JOB — Write out, word for word, the stretch of entries from the very start through the line containing "(1136, 319)", with both ends included. Leave the pictures out.

(Data lines)
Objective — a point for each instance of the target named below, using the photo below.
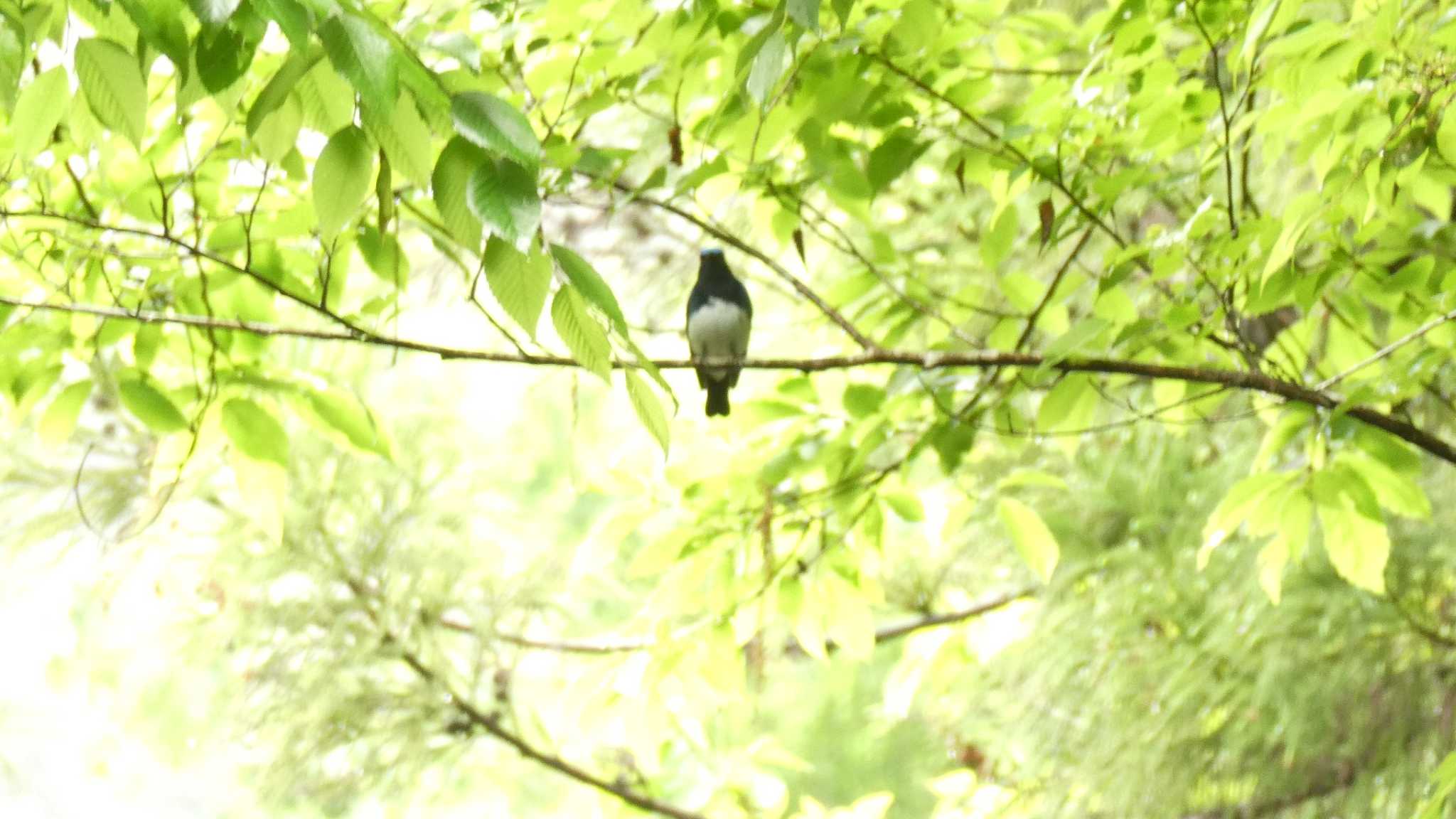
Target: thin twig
(1236, 379)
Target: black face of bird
(712, 264)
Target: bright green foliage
(1136, 319)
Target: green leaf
(1074, 341)
(805, 14)
(293, 19)
(255, 432)
(847, 621)
(404, 136)
(223, 57)
(648, 408)
(893, 156)
(344, 414)
(1033, 540)
(999, 238)
(280, 88)
(1446, 136)
(341, 180)
(60, 417)
(1032, 478)
(864, 400)
(582, 333)
(114, 86)
(1396, 491)
(1286, 242)
(1271, 562)
(213, 12)
(768, 68)
(1356, 537)
(519, 282)
(807, 611)
(328, 100)
(280, 132)
(496, 126)
(152, 407)
(40, 111)
(449, 184)
(1071, 405)
(365, 55)
(1235, 508)
(162, 26)
(383, 255)
(590, 283)
(504, 197)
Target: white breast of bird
(718, 330)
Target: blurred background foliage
(297, 567)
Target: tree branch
(990, 133)
(926, 360)
(749, 250)
(886, 634)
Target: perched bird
(718, 319)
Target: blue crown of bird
(719, 316)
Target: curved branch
(884, 634)
(931, 360)
(491, 723)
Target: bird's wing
(740, 343)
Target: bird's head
(711, 262)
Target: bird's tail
(717, 398)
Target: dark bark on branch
(1236, 379)
(886, 634)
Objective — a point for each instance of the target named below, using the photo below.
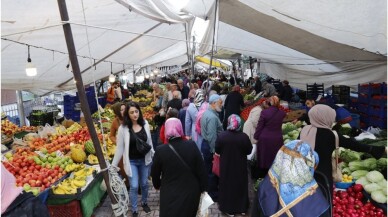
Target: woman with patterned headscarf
(268, 134)
(191, 114)
(181, 181)
(233, 146)
(321, 138)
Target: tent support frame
(82, 96)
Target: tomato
(357, 188)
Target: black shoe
(146, 208)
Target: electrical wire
(116, 183)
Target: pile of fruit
(71, 184)
(9, 129)
(40, 172)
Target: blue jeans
(139, 172)
(212, 180)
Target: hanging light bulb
(156, 71)
(30, 68)
(112, 77)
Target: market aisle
(105, 209)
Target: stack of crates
(68, 107)
(91, 99)
(341, 93)
(372, 104)
(314, 90)
(278, 84)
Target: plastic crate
(363, 108)
(340, 89)
(72, 209)
(363, 98)
(378, 102)
(379, 111)
(378, 122)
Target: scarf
(321, 116)
(198, 99)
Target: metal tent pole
(82, 96)
(19, 99)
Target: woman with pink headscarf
(182, 179)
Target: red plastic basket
(72, 209)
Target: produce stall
(58, 165)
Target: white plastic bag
(47, 129)
(204, 203)
(374, 130)
(252, 154)
(365, 135)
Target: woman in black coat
(233, 146)
(180, 186)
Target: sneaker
(146, 208)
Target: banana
(79, 183)
(59, 190)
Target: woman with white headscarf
(181, 180)
(191, 115)
(321, 138)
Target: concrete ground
(105, 210)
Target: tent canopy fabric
(324, 41)
(320, 42)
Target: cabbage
(374, 176)
(371, 187)
(381, 164)
(384, 190)
(370, 163)
(382, 183)
(379, 197)
(349, 155)
(346, 171)
(359, 173)
(357, 165)
(367, 164)
(362, 181)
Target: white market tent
(325, 41)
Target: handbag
(336, 170)
(216, 164)
(204, 203)
(141, 146)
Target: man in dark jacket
(233, 103)
(286, 92)
(257, 85)
(176, 102)
(184, 89)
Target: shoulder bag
(142, 146)
(205, 200)
(336, 170)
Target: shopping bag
(216, 164)
(336, 169)
(204, 203)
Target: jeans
(212, 179)
(140, 172)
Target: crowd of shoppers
(201, 120)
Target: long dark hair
(127, 120)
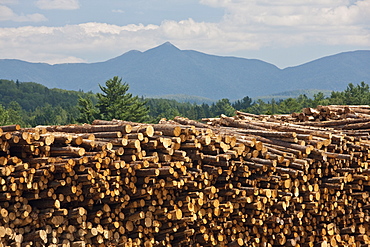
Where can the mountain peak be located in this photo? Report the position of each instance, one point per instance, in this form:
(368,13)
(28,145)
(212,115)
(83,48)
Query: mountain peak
(166,46)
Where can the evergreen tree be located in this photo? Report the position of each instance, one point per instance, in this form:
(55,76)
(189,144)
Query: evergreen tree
(88,112)
(116,103)
(4,116)
(222,106)
(243,103)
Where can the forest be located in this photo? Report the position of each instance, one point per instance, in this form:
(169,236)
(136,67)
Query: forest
(30,104)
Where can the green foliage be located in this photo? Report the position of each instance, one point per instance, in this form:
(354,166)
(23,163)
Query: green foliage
(87,109)
(222,106)
(242,104)
(116,103)
(31,104)
(4,116)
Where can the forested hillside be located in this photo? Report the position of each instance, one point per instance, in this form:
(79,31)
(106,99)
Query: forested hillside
(31,104)
(167,70)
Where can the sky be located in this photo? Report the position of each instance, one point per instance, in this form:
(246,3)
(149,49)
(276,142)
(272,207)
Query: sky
(282,32)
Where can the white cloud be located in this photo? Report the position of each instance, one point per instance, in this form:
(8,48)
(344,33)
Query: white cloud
(58,4)
(7,14)
(118,11)
(8,1)
(246,25)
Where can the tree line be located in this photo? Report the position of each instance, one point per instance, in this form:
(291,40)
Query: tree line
(30,104)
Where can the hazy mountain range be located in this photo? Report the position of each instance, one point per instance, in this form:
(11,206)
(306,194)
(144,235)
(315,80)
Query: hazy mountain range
(167,70)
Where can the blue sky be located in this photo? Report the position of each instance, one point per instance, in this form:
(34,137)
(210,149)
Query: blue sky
(285,32)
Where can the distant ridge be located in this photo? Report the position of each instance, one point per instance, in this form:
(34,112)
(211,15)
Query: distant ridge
(167,70)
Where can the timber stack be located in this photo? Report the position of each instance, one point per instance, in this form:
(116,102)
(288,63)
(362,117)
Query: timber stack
(246,180)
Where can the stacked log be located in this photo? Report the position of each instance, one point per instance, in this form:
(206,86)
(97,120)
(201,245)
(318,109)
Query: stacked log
(236,181)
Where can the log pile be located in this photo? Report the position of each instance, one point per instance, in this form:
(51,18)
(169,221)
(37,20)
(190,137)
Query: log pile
(235,181)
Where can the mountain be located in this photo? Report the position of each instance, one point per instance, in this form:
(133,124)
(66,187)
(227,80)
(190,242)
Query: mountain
(167,70)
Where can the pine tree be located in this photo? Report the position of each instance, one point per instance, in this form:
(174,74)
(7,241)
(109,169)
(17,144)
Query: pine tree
(116,103)
(88,112)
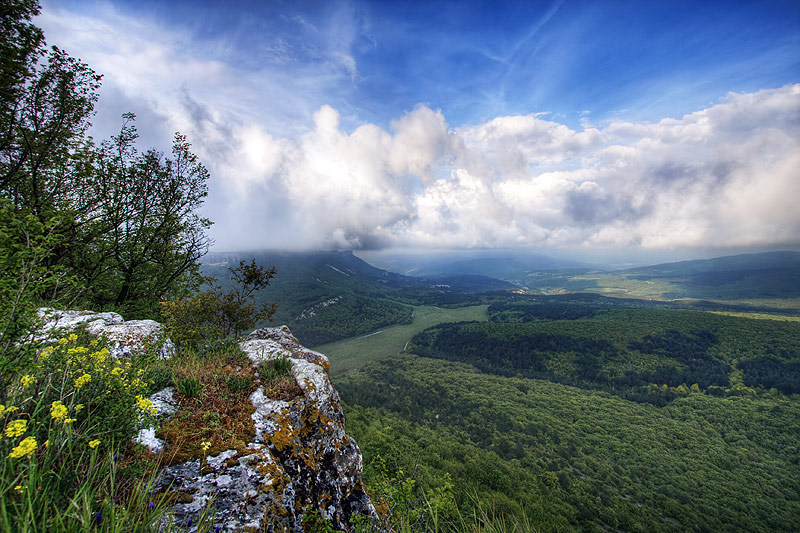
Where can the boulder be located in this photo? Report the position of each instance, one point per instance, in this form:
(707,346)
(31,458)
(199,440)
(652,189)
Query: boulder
(125,336)
(300,458)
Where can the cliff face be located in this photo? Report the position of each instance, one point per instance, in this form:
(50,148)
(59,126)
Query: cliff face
(300,459)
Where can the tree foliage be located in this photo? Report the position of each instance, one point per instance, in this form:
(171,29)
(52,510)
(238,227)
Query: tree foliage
(122,224)
(213,314)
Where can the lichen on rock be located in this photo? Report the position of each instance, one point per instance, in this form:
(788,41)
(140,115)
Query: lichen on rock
(300,458)
(125,336)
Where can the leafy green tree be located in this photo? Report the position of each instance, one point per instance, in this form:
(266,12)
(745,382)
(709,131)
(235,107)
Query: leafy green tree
(139,237)
(124,224)
(213,314)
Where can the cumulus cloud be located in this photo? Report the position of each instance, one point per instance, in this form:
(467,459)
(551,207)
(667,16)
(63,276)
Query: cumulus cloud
(287,173)
(724,176)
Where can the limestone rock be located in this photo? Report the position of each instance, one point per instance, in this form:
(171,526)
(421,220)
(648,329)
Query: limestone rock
(125,337)
(300,459)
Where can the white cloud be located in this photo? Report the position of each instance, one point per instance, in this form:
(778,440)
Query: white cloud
(287,174)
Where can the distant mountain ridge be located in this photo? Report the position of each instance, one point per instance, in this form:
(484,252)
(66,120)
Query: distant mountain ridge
(755,261)
(328,295)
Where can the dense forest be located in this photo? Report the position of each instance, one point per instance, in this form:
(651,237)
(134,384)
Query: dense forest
(576,459)
(627,352)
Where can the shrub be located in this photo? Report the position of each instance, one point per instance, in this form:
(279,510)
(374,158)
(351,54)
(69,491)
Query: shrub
(212,314)
(189,387)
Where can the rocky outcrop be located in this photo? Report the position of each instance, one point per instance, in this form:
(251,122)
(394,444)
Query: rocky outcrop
(300,459)
(125,337)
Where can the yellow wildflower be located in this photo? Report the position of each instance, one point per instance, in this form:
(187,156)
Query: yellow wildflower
(25,448)
(58,410)
(83,380)
(16,428)
(143,403)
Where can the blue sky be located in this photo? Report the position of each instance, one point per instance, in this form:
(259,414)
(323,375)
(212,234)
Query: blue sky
(547,125)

ANSWER IN FULL —
Objective — a point for each instance of the target named below, using the photo below.
Target: thin twig
(1236, 379)
Target: black face of bird
(712, 264)
Target: bright green foliage
(1136, 319)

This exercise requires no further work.